━━ Extrait choisi
Cette requête avait été présentée dès le 29 mai, avant le jugement du procès du Collier, à la Grand'Chambre et à la Tournelle assemblées. Le 21 juin, de Londres, s'étant fait représenter à Paris par des hommes de loi, Cagliostro lança contre le marquis de Launey et le commissaire Chesnon une assignation au tribunal du Châtelet.

La requête de Cagliostro se termine par ces mots :

On n'exigera pas sans doute que j'établisse les faits par une preuve testimoniale. Un citoyen n'appelle pas tous les jours deux citoyens pour constater l'état de son coffre-fort. J'aurais été sûr d'être arrêté que j'aurais cru cette précaution, non seulement inutile, mais injurieuse à la nation qui m'accorde l'hospitalité. — Dira-t-on que le fait que j'avance est invraisemblable ? Tous ceux qui m'ont connu peuvent dire, si, depuis que je suis en France, j'ai dépensé visiblement moins de 100.000 livres par an. Est-il donc étonnant qu'un homme, qui n'est pas dans l'usage de faire valoir son argent, ait devant lui une année de son revenu. Au surplus, je me soumets d'affirmer, sous la religion du serment, la sincérité de l'état déjà certifié par moi. C'est sans doute tout ce que la justice a le droit d'exiger. On n'imaginera pas que, pour une somme de 100.000 livres, le comte de Cagliostro voulût se parjurer aux yeux de toute l'Europe.

On trouvait, dit Hardy, cette requête du comte, claire, précise et énergiquement écrite. Cette pièce, dans laquelle les droits du suppliant paraissaient aussi bien établis qu'ingénieusement discutés, recevait du public le même accueil que les précédentes.

Un nouveau mémoire suivit. Il présente, dit Hardy, les faits d'une manière bien propre à remuer les esprits et à intéresser singulièrement les citoyens de tous les ordres. Citons la péroraison :

Français, nation vraiment généreuse, vraiment hospitalière, je n'oublierai jamais ni l'intérêt touchant que vous avez pris à mon sort, ni les douces larmes que vos transports m'ont fait répandre. La calomnie et la persécution s'étaient attachées à mes pas. Tout ce que le cœur humain peut souffrir de tourments, le mien l'avait déjà éprouvé. Un seul jour de gloire et de bonheur m'a dédommagé de mes longues souffrances. — Cagliostro fait allusion à son triomphe après l'acquittement au Parlement. — Appelé, désiré, regretté partout, j'avais choisi pour demeure le pays que vous habitez ; j'y avais fait tout le bien que ma fortune et mes talents m'avaient permis de faire. Strasbourg, Bordeaux, Lyon, Paris, vous rendrez témoignage de moi à l'univers ! Vous direz si jamais j'offensai le moindre de vos habitants ! Vous direz si la religion, le gouvernement et les lois ne furent pas toujours pour moi un objet sacré : et cependant la voix de mes ennemis a prévalu ! Ils ont trompé un roi : une lettre d'exil et d'exil indéfini, voilà ma récompense. Je suis chassé de France ! Habitants de cette heureuse contrée, peuple aimable, sensible, recevez les adieux d'un infortuné digne peut-être de votre estime et de vos regrets.
━━━━
━━ Documents fournis
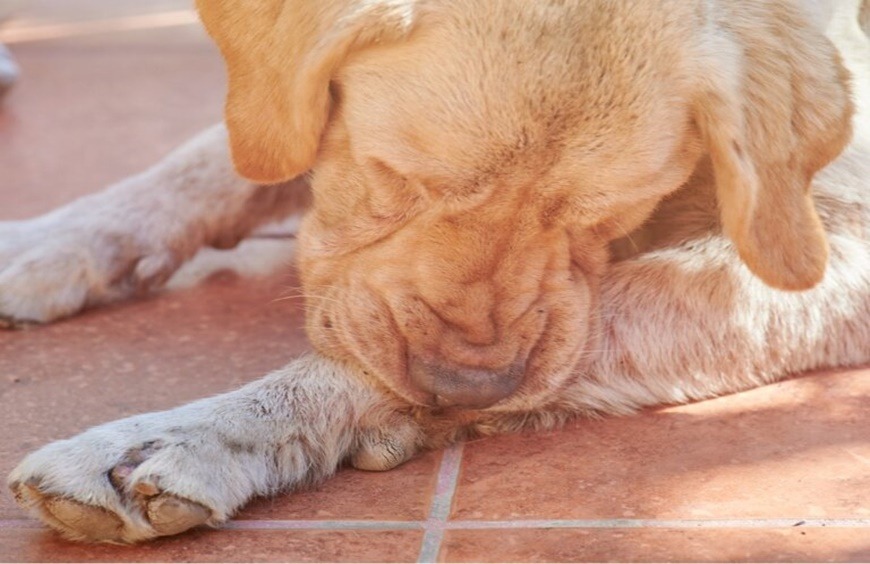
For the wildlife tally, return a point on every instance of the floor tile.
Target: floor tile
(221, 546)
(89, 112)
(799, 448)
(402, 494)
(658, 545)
━━━━
Consignes de travail –
1. Pour chacune de ces affirmations, indiquez si elle s'accorde avec l'extrait et justifiez par les mots exacts du texte qui tranchent la question.
(a) La requête de Cagliostro a été présentée après le jugement du procès du Collier.
(b) Cagliostro se déclare prêt à affirmer sous serment la sincérité de l'état qu'il a certifié.
(c) D'après Hardy, le public réserva à cette requête un accueil plus froid qu'aux précédentes.
2. Recopiez le passage de l'extrait qui va de « On trouvait, dit » jusqu'à « que les précédentes. » inclus.
Vous n'aurez pas besoin des lignes pour travailler.

Corrigé des exercices –
1.
(a) Non : « Cette requête avait été présentée dès le 29 mai, avant le jugement du procès du Collier ».
(b) Oui : « je me soumets d'affirmer, sous la religion du serment, la sincérité de l'état déjà certifié par moi ».
(c) Non : « recevait du public le même accueil que les précédentes ».

2.
On trouvait, dit Hardy, cette requête du comte, claire, précise et énergiquement écrite. Cette pièce, dans laquelle les droits du suppliant paraissaient aussi bien établis qu'ingénieusement discutés, recevait du public le même accueil que les précédentes.